# YOUR TASK
Could you return the full listing below exactly as it appears?

# DATA FOR ANALYSIS
◆ ◆ ◆ ◆ ◆ ◆ ◆

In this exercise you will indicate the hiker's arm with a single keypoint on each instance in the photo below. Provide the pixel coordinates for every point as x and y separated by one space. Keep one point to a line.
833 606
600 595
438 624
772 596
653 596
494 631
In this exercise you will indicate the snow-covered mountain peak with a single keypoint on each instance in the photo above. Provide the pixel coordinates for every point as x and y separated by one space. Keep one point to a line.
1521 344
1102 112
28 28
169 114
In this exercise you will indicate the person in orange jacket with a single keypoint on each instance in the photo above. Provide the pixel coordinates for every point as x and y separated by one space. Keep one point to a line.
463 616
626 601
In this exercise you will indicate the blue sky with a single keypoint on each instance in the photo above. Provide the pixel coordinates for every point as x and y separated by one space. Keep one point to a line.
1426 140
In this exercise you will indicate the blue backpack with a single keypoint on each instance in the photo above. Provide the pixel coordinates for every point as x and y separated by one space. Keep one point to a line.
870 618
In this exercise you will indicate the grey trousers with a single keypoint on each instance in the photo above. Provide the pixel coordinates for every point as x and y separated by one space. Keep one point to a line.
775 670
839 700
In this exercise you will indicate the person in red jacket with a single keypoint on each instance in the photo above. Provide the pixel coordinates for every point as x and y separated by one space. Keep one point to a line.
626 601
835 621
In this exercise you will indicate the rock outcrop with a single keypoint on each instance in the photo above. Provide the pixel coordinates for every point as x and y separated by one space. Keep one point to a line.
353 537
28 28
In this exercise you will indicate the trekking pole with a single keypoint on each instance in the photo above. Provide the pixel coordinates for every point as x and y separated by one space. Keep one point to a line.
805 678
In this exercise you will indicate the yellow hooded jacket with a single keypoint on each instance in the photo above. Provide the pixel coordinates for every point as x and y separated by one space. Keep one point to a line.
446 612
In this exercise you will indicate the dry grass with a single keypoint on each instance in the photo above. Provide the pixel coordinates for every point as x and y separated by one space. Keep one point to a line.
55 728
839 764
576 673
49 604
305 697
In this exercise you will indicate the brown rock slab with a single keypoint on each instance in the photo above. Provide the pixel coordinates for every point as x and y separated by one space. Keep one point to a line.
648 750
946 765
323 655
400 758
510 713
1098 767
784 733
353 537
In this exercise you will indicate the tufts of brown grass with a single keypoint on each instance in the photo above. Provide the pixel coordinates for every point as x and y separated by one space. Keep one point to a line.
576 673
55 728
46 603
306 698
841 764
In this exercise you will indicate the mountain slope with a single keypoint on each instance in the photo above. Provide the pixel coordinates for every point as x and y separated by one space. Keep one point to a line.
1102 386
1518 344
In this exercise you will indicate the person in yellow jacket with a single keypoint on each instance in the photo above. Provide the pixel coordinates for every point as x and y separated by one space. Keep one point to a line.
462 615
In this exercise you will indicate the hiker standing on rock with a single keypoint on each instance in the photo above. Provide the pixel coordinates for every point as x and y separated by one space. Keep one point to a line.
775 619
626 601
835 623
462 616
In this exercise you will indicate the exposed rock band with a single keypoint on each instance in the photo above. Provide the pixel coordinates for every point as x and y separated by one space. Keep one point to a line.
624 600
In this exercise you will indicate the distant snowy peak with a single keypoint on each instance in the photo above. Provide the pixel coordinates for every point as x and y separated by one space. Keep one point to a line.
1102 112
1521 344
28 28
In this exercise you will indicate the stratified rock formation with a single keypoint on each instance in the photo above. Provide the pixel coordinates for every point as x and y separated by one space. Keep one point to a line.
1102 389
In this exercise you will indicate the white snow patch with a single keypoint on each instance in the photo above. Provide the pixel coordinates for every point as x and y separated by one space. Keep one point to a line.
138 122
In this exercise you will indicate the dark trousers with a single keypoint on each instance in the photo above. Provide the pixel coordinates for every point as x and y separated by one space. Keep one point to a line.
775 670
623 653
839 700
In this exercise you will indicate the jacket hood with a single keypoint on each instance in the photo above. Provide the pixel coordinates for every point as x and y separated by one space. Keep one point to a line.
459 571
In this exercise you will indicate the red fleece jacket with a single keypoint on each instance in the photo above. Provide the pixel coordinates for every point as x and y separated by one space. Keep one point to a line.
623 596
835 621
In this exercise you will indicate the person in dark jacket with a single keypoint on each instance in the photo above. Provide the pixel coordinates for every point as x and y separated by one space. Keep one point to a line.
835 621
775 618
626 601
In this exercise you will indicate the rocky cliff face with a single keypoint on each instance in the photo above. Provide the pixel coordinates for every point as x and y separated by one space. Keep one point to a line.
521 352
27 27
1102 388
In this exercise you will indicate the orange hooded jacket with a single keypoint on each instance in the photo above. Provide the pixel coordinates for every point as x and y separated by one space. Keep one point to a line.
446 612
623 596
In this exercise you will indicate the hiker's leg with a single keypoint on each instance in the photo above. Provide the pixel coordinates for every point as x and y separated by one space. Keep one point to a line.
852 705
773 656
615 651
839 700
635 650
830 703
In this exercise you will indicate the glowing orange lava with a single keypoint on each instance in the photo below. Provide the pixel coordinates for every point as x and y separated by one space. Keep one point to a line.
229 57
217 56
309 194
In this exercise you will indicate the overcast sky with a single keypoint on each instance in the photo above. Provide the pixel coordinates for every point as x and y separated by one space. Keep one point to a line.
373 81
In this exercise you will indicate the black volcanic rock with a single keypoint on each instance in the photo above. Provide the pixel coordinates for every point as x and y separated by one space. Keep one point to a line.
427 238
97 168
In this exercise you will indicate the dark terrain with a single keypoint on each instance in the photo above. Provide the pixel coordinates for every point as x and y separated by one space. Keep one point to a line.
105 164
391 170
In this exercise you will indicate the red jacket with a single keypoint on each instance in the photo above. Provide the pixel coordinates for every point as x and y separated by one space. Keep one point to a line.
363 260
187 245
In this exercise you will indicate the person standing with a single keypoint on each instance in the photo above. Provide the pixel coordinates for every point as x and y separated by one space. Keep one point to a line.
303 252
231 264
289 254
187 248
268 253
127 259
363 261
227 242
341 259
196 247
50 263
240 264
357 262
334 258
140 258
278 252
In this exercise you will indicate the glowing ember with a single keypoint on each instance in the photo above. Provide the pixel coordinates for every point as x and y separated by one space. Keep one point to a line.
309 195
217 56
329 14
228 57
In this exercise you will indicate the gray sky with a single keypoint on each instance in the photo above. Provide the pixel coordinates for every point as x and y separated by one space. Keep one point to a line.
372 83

◆ ◆ ◆ ◆ ◆ ◆ ◆

# WRITTEN RESPONSE
In this exercise you will indicate the hiker's arm with a single keypoint on each instance in the photo below. Provide the pixel coordinates for every point as x and y separated by one space. Keep one point to a line.
833 606
600 595
438 624
772 596
653 596
494 631
In this exercise you will indicate the snow-covered mountain peak with a single keypoint on each instance in the photo above. Provide the pixel coordinates for every point as x and y separated by one space. Keep one point to a line.
1521 344
1102 112
28 28
169 114
In this exercise you will indicate the person in orange jacket with a single keypoint on each instance in the photo above. Provide the pixel coordinates for every point as x and y separated by one space. Keep one point to a line.
463 616
626 601
In this exercise you will indicate the blue sky with a single keypoint on each instance in the photo above. Provide the pixel coordinates for every point as x and y separated by one space. Keep one point to a line.
1426 140
In this exercise you will indicate the blue backpack with a single keypoint on each instance in the photo above. Provide the pixel coordinates for every point as x and y separated by one space. Keep one point to a line.
870 618
In this exercise you will indicate the grey trousers with a single keypoint on each instance in the photo above. Provide the pixel coordinates for every point as x and y separated by one space. Keep one point to a line.
775 670
839 700
In this exercise you will indicate the person in red jacket with a single keypoint on each instance in the photo above. Provide the pixel coordinates for every point as x and y separated by one space. Keep one point to a line.
626 601
835 621
In this exercise you will indicate the rock outcrop with a single keypoint on each instance in the photo above. Provide the pixel coordinates for every point as x and y separated by one space. Keep one point to a line.
353 537
28 28
In this exercise you will indicate the trekking pole with a single keypoint on each instance in the photo above. Provide the pixel coordinates for every point as x and y separated by one space. Keep one point to a line.
805 678
In this exercise you will indicate the yellow hooded jacket with a single keypoint on each instance in the photo above. Provide the pixel coordinates for every point as x and y separated by one space. Keep one point to a line.
446 612
In this exercise you will indicate the dry grass with a single keypoint on each instance in the photo above. Provide the pixel coordinates for every point as x and y separated by one space. Keep one point to a line.
55 728
839 764
576 673
49 604
305 697
In this exercise you will indicate the brown rock slab with a single keypoint on each instance in the photo above. Provide the pixel coordinates for every point as x and y separated by one space. Keep one point to a line.
648 750
946 765
323 655
400 758
510 713
1098 767
784 733
353 537
In this exercise you will indicate the tufts of brown grass with a single keypoint on each instance in the photo above. Provide the pixel coordinates for every point as x and y separated by one space. Keep one point to a line.
576 673
55 728
46 603
306 698
841 764
In this exercise you will indicate the mountain slope with a single keypoint on each instance in the photo above. Provide the pixel coordinates for every point as x and y separated by one space. Keep one point to a line.
1102 386
1518 344
In this exercise you will indicate the person in yellow jacket with a single keypoint on each instance in the photo above. Provide the pixel coordinates for every point as x and y separated by one space. Keep one point to a line.
462 615
In this exercise you will indicate the hiker standing on rock with a single keypoint on each instance in the photo above. Provide the pixel coordinates for every point as x and y separated by one space. Keep one point to a line.
775 619
626 601
835 623
462 616
In this exercise you will indicate the exposed rock band with a single keypoint on each instance in the photo above. Provide the pixel coordinates for every point as x and y separated by one space. Keep one point to a line.
624 600
In this exercise you will indicate the distant snowy peak with a single keypoint on each instance in the photo above. Provide the pixel coordinates for every point as x and y separated by one space. Keep one point to a line.
1102 112
1521 344
28 28
In this exercise you will indicate the stratified rock formation with a single keypoint on each instance in the photo above. Provide the pixel coordinates for every point as x and y separated by one space. Keep one point to a line.
1102 389
In this exercise you will indicate the white snow patch with a single keypoint on each instance in the photo above. Provide the pixel coordinates for every point as x and y separated by one space. Keep one point to a line.
138 122
In this exercise you will indicate the dark trousers with a single keypoint on each instance in the photo above. Provide the pixel coordinates for every point as x and y separated by one space. Keep one point to a line.
775 670
623 653
839 700
In this exercise you will indicate the jacket hood with a single keypoint on each instance in the photo above. Provide the pixel coordinates for every point as x and y separated by one space. Keep one point to a line.
459 571
In this exercise you will indicate the red fleece jacket with a single keypoint on each instance in the photo above. Provide the pixel coordinates for every point as x and y separated by one space. Keep one point to a line.
623 596
835 621
In this exercise you will indicate the person in dark jacket with a single keypoint on each instance in the photo above. Provide the pixel coordinates for every point as x and y separated by one space. Keep one point to a line.
835 621
775 618
626 601
In this exercise you will indicate the rocky cliff face with a single keypoint on each instance in the photo above. Provide the pixel coordinates for every point as x and y separated by one space. Keep one point to a line.
521 352
27 27
1102 388
In this exercise you will indicate the orange hooded jacket with a single keypoint on each instance in the photo above. Provide the pixel coordinates for every point as x and y separated by one space. Keep one point to a line.
446 612
623 596
In this exercise you will indicate the hiker's leg with a single keypoint on each instance in the photo above. Provide the pixel coordinates for every point as x and y separated by one space. Keep one point to a line.
852 705
773 656
615 651
839 700
635 650
830 703
In this exercise you will indicate the glowing orange lava with a single keypoint on each instance in the photo below. Provide the pixel coordinates for every point as x and y separated by one space. Keep one point to a line.
229 57
217 56
309 194
In this exercise you will indicate the overcast sky with a single keypoint on each instance in the photo above. Provide the pixel coordinates for every point as x and y separated by one space. Keep one point to a line.
373 81
In this exercise you will indicate the black volcanic rock with a single keypoint on each instance in the photo above. Provide the pixel coordinates for every point as x and y separated by one space. Keep one point to a line.
427 238
97 168
In this exercise you will indicate the dark terrain with a single keypoint on each instance in the photo above. Provide the pixel coordinates for every point as x and y separated by one space. Keep one point to a line.
105 164
391 170
In this exercise you will indicate the red jacket with a single keypoint on each instance in the photo above. Provide the pixel coordinates for every point as x and y separated by one space. Keep one point to a line.
363 260
187 245
In this exercise you will indicate the person standing with a single keypoint on each instance in the photo above. Provide the pixel coordinates for every point as x and y separated by one space. Keep one point to a line.
303 252
231 264
289 254
187 248
268 253
127 259
363 261
227 242
341 259
196 247
50 263
240 264
357 262
334 258
140 258
278 252
In this exercise you will indicate the glowing ember with a single keypoint on each instance in the photo above. Provide the pixel coordinates for every point as x and y separated by one space. Keep one point to a line.
309 195
217 56
329 14
228 57
In this exercise you will indicate the gray sky with a single keypoint on each instance in the photo above. Provide the pixel coordinates for every point as x and y separated by one space. Keep one point to a line.
372 83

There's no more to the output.